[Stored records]
--

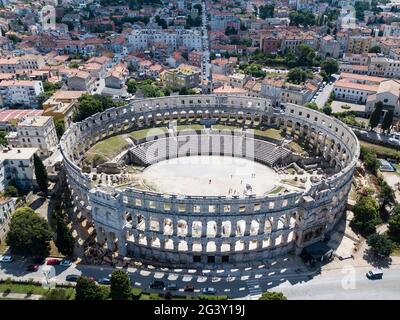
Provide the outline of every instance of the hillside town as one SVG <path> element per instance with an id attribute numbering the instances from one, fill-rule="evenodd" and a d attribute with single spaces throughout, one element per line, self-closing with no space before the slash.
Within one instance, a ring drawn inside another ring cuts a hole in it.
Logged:
<path id="1" fill-rule="evenodd" d="M 267 99 L 282 113 L 286 105 L 300 105 L 345 123 L 361 152 L 347 206 L 354 212 L 343 220 L 350 244 L 337 257 L 357 262 L 372 233 L 390 241 L 386 258 L 399 258 L 400 234 L 390 230 L 400 232 L 400 2 L 0 0 L 3 258 L 12 259 L 5 252 L 14 213 L 30 207 L 57 225 L 52 256 L 135 267 L 111 254 L 100 257 L 95 228 L 69 204 L 77 195 L 68 188 L 62 137 L 99 112 L 199 95 Z M 105 154 L 90 158 L 88 175 L 116 156 Z M 349 231 L 365 201 L 386 220 L 374 220 L 373 231 Z M 397 219 L 394 226 L 390 219 Z M 66 250 L 62 238 L 72 243 Z"/>

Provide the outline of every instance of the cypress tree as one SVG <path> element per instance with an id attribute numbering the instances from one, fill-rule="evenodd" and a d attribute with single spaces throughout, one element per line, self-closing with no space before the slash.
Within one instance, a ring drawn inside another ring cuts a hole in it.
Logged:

--

Would you write out each entry word for word and omit the images?

- Reply to the task
Provide the outline of every instance of the hillside town as one SVG <path> element per instance with an id attribute numbering the instances from one, fill-rule="evenodd" and a d attribute with single spaces throughout, one element per line, self-closing with no space before the slash.
Within one instance, a ring drawn inside another ring cuts a hole in it.
Logged:
<path id="1" fill-rule="evenodd" d="M 267 99 L 282 113 L 286 105 L 300 105 L 345 123 L 361 152 L 347 206 L 354 212 L 343 220 L 350 244 L 337 257 L 357 262 L 372 233 L 390 241 L 386 258 L 399 258 L 400 234 L 390 230 L 400 232 L 400 2 L 0 0 L 3 258 L 12 259 L 5 252 L 14 213 L 30 207 L 57 225 L 52 256 L 135 267 L 111 254 L 100 257 L 95 228 L 69 204 L 77 195 L 68 188 L 62 137 L 99 112 L 199 95 Z M 105 154 L 90 158 L 88 175 L 116 156 Z M 349 231 L 365 201 L 386 220 L 374 220 L 373 231 Z M 397 219 L 394 226 L 390 219 Z M 66 250 L 62 238 L 72 243 Z"/>

Provide the outline of every instance of the cypress tree as one SVG <path> element per instance with an id attribute numbering the instances from one, fill-rule="evenodd" and a d attribute with single spaces throughout, one element per line, self-closing with no space before the slash.
Within one instance, a ring drawn inside another ring cuts a hole in it.
Logged:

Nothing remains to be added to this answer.